Task to complete
Give back each entry unchanged, minus pictures.

(Collected data entries)
****
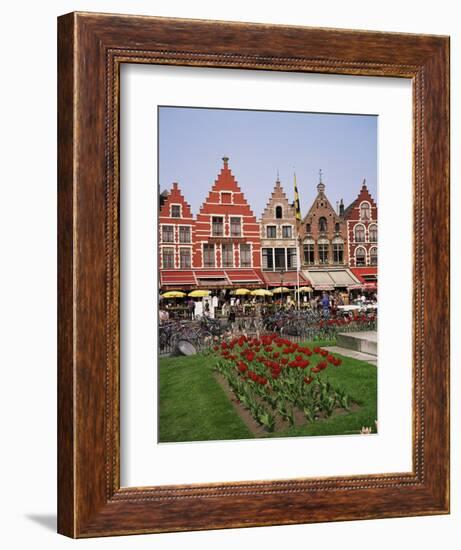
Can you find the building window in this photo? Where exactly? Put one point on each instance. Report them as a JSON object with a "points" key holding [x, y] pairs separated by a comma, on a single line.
{"points": [[359, 232], [168, 258], [271, 231], [217, 227], [236, 227], [184, 258], [268, 259], [338, 253], [323, 253], [291, 258], [322, 224], [309, 254], [175, 211], [374, 256], [360, 256], [279, 258], [208, 255], [168, 233], [245, 255], [286, 231], [365, 211], [227, 255], [184, 234], [373, 233]]}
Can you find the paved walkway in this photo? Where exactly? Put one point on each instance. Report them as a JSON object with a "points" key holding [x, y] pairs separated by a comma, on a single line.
{"points": [[354, 354]]}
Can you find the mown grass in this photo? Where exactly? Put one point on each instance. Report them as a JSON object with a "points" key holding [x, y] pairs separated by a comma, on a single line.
{"points": [[194, 407]]}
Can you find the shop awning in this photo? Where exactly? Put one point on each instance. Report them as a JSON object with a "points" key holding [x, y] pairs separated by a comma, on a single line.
{"points": [[177, 278], [212, 278], [289, 278], [244, 276]]}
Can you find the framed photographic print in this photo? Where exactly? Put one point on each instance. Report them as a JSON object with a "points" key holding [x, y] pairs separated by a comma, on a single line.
{"points": [[238, 345]]}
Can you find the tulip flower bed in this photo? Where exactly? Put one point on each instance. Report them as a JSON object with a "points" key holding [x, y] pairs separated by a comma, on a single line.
{"points": [[280, 382]]}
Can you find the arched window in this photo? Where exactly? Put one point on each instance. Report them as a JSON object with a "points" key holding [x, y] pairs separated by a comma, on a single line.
{"points": [[323, 246], [359, 233], [360, 256], [365, 211], [373, 256], [309, 251], [373, 233], [322, 224]]}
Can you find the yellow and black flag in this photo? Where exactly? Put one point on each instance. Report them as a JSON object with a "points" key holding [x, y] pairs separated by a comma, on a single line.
{"points": [[296, 203]]}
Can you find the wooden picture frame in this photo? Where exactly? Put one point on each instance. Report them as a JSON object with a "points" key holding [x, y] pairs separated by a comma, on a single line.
{"points": [[91, 49]]}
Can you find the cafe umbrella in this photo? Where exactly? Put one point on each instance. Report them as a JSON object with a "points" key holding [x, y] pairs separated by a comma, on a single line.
{"points": [[242, 292], [280, 290]]}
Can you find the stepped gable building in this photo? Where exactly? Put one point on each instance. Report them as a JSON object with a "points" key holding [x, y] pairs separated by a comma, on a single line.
{"points": [[227, 246], [279, 241], [176, 237], [323, 242], [362, 234]]}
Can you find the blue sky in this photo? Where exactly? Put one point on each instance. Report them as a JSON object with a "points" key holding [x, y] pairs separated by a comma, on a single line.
{"points": [[192, 142]]}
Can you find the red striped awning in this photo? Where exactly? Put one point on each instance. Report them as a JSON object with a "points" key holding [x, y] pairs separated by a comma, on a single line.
{"points": [[368, 276], [177, 278], [244, 276]]}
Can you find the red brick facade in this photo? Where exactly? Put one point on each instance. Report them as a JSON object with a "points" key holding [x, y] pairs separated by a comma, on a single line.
{"points": [[176, 231], [323, 234], [222, 247], [227, 232]]}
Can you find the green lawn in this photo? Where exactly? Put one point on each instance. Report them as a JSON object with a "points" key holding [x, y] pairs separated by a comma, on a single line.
{"points": [[194, 407]]}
****
Response for this exercise
Can you find the building window in this photo? Where exactly? Put one point on each instance. Report them as a JSON object with a "points" key holding [x, y] pairs separated by a comma, on a single line.
{"points": [[359, 232], [168, 258], [271, 231], [217, 227], [236, 227], [184, 258], [268, 259], [338, 253], [323, 253], [291, 258], [322, 224], [309, 254], [175, 211], [374, 256], [360, 256], [279, 258], [208, 255], [168, 233], [245, 255], [286, 231], [365, 211], [227, 255], [184, 234], [373, 233]]}
Can you find the paved walkway in this photo? Where exactly? Put one point on each instance. Report them as a JSON object with a "points" key holding [x, y] pairs separated by a comma, on a single line.
{"points": [[354, 354]]}
Can you find the mown grass in this photo? Where exactly? Put one point on each instance. Report them as a JSON object with a "points" key holding [x, y] pairs separated by a comma, on a single line.
{"points": [[194, 407]]}
Can you find the shop awning in this photo? Where exactly? Put one point on each instance. Report them as a JSON object with a "points" key holding [x, y] pairs separated by a comma, on a single line.
{"points": [[177, 278], [212, 278], [289, 278], [244, 276]]}
Can you find the framed photographic print in this photo? Where exactly? Put one point on each instance. Report them as a JSON object with a "points" key holding [x, y] pairs separated by a comma, on a single line.
{"points": [[238, 345]]}
Can you find the tulip flower bed in this photo? Where exactly? Put one point on each instance. Report them as a JSON object with a "points" key holding [x, y] pairs separated by a comma, on a single line.
{"points": [[280, 382]]}
Can you find the arched window in this photo? Where exactly? Put one point on each instance. Report them as a JSON object with a "points" key holding [x, y] pairs separated by a comma, on a single line.
{"points": [[323, 246], [359, 233], [360, 256], [365, 211], [373, 256], [309, 251], [373, 233], [322, 224]]}
Can you find the yellow and black flag in this photo? Where exactly? Put one point on each instance. Report them as a JSON object with a "points" key holding [x, y] pairs separated by a comma, on a single line.
{"points": [[296, 203]]}
Can you find the wooden picture frame in this photo? Where exactly? Put one point on each instance. Report them as a JSON object with a "points" key holding [x, y] pairs separated by a comma, on a single line.
{"points": [[91, 49]]}
Can you find the cafe umbrella in this photo? Where exactly? Put one point on each instance. Report them as a JSON object with a "points" key holding [x, y] pairs separated by a comma, on a single line.
{"points": [[242, 292], [280, 290]]}
Can you find the stepped gable building in this photo? Where exactly? Put one point on each instance. Report them as a JSON object with a "points" key holding [x, y] pairs separated by a comma, on a single line.
{"points": [[227, 246], [279, 241], [176, 237], [323, 242], [362, 234]]}
Can you find the blue sky in this photo? Where exactly? Put one point on each instance. Report them as a JSON object with a "points" key holding [x, y] pairs separated by a comma, on a single line.
{"points": [[192, 142]]}
Can you find the red striped awning in this photo? Where exactly? Put one point on each instance. Report them as a JSON object with a "points" key holding [x, y] pairs separated by a comma, on a single line.
{"points": [[368, 276], [177, 278], [244, 276]]}
Can you find the red brick facade in this photo? Where exactly? Put one point on each instance. Report them as a JSON object with a "points" key holding [x, y] pairs separated by a comma, on a single line.
{"points": [[176, 231], [323, 234], [222, 247], [227, 232]]}
Can you find the green lawn in this photo? Where exactly? Put one point on each instance. Report them as a JSON object with a "points" key holding [x, y] pairs separated by a comma, on a single line.
{"points": [[194, 407]]}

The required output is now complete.